* [GOAL OF THE EXERCISE]: I'd like every entry returned exactly as it is, with the images left out.

* [SOURCE DATA]:
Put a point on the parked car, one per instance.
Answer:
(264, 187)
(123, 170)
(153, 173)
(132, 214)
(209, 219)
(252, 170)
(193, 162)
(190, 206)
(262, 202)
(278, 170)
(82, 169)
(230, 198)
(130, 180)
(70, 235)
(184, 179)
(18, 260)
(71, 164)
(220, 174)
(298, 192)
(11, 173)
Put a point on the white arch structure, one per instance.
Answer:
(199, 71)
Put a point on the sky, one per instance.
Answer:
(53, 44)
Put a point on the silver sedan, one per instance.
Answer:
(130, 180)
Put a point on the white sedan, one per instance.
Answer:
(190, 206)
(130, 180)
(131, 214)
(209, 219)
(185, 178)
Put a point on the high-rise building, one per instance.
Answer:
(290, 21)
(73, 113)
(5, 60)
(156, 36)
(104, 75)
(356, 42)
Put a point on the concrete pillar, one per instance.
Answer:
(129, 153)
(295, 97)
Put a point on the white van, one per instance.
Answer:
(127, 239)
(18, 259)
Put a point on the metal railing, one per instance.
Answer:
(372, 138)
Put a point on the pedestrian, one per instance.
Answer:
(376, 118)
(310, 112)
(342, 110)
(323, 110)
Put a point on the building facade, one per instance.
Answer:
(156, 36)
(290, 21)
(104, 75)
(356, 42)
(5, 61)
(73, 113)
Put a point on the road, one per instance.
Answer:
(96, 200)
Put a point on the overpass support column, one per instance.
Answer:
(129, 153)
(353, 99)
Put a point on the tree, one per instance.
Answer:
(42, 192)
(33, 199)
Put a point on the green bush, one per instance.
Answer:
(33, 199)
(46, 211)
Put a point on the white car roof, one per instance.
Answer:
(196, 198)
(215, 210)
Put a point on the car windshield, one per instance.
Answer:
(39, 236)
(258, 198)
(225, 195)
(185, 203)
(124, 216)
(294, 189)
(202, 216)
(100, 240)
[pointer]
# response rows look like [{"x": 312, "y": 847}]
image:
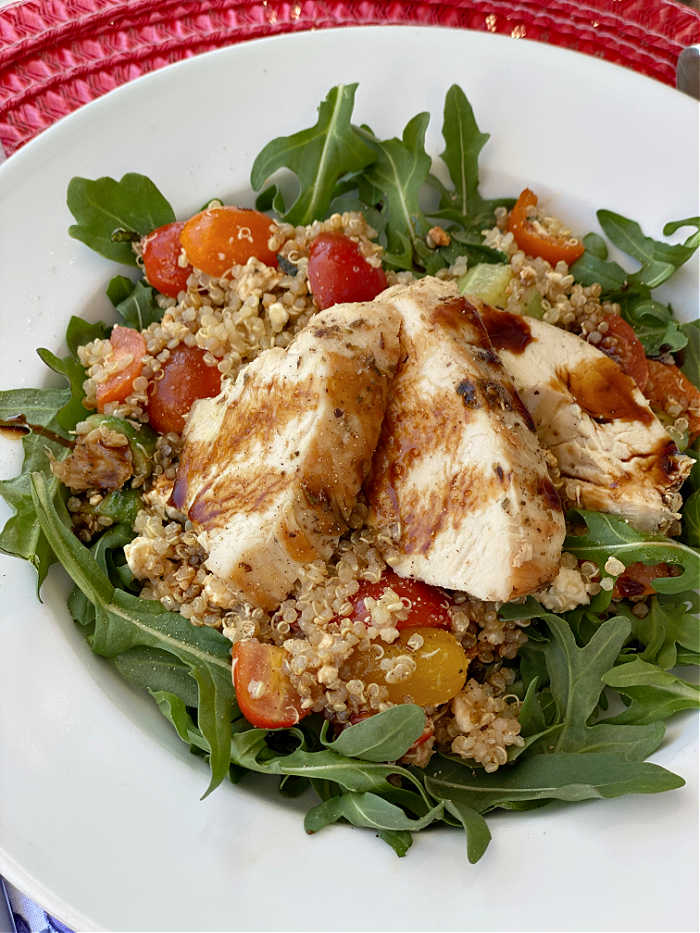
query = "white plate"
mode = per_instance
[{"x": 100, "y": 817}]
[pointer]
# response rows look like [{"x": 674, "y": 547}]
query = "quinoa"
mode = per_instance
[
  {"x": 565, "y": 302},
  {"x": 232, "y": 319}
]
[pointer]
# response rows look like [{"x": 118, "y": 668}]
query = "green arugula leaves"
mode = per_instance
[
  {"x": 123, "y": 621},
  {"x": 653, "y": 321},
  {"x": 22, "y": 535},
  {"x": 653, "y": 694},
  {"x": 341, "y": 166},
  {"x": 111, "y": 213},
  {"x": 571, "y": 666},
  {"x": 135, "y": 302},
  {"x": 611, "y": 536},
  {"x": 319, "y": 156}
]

* [RESPONSE AREA]:
Put a point on the parked car, one per instance.
Answer:
(264, 187)
(123, 170)
(153, 173)
(132, 214)
(209, 219)
(252, 170)
(193, 162)
(190, 206)
(262, 202)
(278, 170)
(82, 169)
(230, 198)
(130, 180)
(70, 235)
(184, 179)
(18, 260)
(71, 164)
(220, 174)
(298, 192)
(11, 173)
Put a point on the white arch structure, one per instance.
Answer:
(199, 71)
Put a point on the sky, one per instance.
Answer:
(53, 44)
Put a point on the silver sedan, one per instance.
Answer:
(130, 180)
Put a point on the white sedan, one per instance.
Answer:
(190, 206)
(130, 180)
(131, 214)
(209, 219)
(185, 178)
Put a point on the high-rise building, one per instance.
Answer:
(290, 21)
(73, 113)
(5, 60)
(156, 36)
(104, 75)
(356, 42)
Put a point on the concrete pillar, one per instance.
Answer:
(129, 153)
(295, 97)
Put a point on the white van, one per instance.
Answer:
(127, 239)
(18, 259)
Put a point on the metal railing, one per instance.
Answer:
(372, 138)
Put a point on the pedestrian, one per instance.
Answer:
(376, 118)
(310, 112)
(342, 110)
(323, 110)
Put a point on the building facade, one per instance.
Answer:
(156, 36)
(290, 21)
(104, 75)
(356, 42)
(5, 61)
(73, 113)
Put a point on the road, one per instance.
Answer:
(96, 200)
Put a point on the overpass support column, one per instance.
Answer:
(129, 153)
(353, 99)
Put a point on the tree, one per instance.
Answer:
(42, 192)
(33, 199)
Put a point on the green bush, one per instance.
Answer:
(33, 199)
(46, 211)
Put a point on the white car roof, one per instance.
Answer:
(196, 198)
(215, 210)
Put a point on the car windshield, one per instance.
Answer:
(39, 236)
(258, 198)
(225, 195)
(185, 203)
(124, 216)
(294, 189)
(202, 216)
(100, 240)
[pointer]
# response rows look like [{"x": 312, "y": 847}]
image:
query = "white plate"
mode = per_instance
[{"x": 100, "y": 817}]
[pointer]
# response rows look like [{"x": 674, "y": 547}]
query = "quinoa"
mode = per_instance
[
  {"x": 565, "y": 302},
  {"x": 232, "y": 319}
]
[pointer]
# response rows look like [{"x": 118, "y": 668}]
query = "green arugula leaves"
mode = per_instance
[
  {"x": 123, "y": 621},
  {"x": 653, "y": 321},
  {"x": 22, "y": 535},
  {"x": 653, "y": 694},
  {"x": 341, "y": 166},
  {"x": 111, "y": 213},
  {"x": 571, "y": 666},
  {"x": 135, "y": 302},
  {"x": 611, "y": 536},
  {"x": 319, "y": 156}
]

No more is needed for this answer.